* _SOURCE TEXT_
The Mudcat Café TM
Thread #68747   Message #2108264
Posted By: Amos
21-Jul-07 - 02:28 PM
Thread Name: BS: I Read it in the Newspaper
Subject: RE: BS: I Read it in the Newspaper
Cicada invasion overwhelms predators
5 July 2007
by Christina Zdanowicz
Cosmos Online


A remarkable plague of cicadas has been unleashed on Chicago. The insects emerge briefly once every 17 years and can reach densities of 1.5 million an acre.

Raking thousands of squirming cicadas from beneath an old ash tree in our yard, I watched my father ditch his rake for a snow shovel. He scooped hordes of the earthy-smelling insects and their vacant shells into a nearby bin, but froze when he heard me scream. My five-year-old self was terrified, because a cicada had plummeted from the tree and hit me square on the head.

Now, 17 years later, the brood of insects is back again in my home town – Glenview, near Chicago in the U.S. – but this time I'm more fascinated than frightened.

The deafening chirps of males and the clicking wings of females in the trees are choking out the sound of nature all over again. At densities of up to 150 to 200 cicadas per square metre – or 1.5 million individuals an acre – these crunchy black insects with orange wings and red eyes, provide a feeding bonanza for birds and other predators.

These countless insects burst out of their underground slumbers with one mission in mind: to mate.

Dataset records:
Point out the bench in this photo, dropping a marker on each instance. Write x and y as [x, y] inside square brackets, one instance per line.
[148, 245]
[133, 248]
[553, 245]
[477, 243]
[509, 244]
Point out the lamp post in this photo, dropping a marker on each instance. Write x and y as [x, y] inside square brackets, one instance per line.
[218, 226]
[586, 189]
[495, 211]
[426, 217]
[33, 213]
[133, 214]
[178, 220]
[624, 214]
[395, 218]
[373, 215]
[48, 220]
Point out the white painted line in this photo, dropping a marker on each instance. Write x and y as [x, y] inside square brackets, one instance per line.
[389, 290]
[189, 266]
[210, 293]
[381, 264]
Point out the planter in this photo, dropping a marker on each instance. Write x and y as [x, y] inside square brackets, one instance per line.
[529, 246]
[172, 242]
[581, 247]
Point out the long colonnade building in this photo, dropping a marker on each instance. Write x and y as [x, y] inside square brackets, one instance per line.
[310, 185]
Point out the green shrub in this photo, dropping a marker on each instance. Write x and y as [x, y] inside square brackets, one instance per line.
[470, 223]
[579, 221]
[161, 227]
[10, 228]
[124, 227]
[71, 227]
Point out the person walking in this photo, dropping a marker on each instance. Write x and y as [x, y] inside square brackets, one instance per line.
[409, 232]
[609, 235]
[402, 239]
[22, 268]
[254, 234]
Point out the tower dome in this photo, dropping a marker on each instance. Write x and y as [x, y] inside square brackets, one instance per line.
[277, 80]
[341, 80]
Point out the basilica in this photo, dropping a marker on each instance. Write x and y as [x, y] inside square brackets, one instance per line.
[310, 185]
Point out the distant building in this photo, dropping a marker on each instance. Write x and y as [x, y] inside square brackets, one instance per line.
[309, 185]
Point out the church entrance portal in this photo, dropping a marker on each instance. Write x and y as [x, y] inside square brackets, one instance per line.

* _TASKS TO CARRY OUT_
1. In the cicada article, quote the passage from "Now, 17 years" up to and including "fascinated than frightened.".
2. Shorten the paragraph of the cicada article that begins "The deafening chirps of males" while keeping its main facts.

* _ANSWERS BY ITEM_
1.
Now, 17 years later, the brood of insects is back again in my home town – Glenview, near Chicago in the U.S. – but this time I'm more fascinated than frightened.

2. The males' deafening chirps and the females' clicking wings are again drowning out nature's sounds. At up to 150 to 200 per square meter, or 1.5 million an acre, these crunchy black insects with orange wings and red eyes are a feeding bonanza for birds and other predators.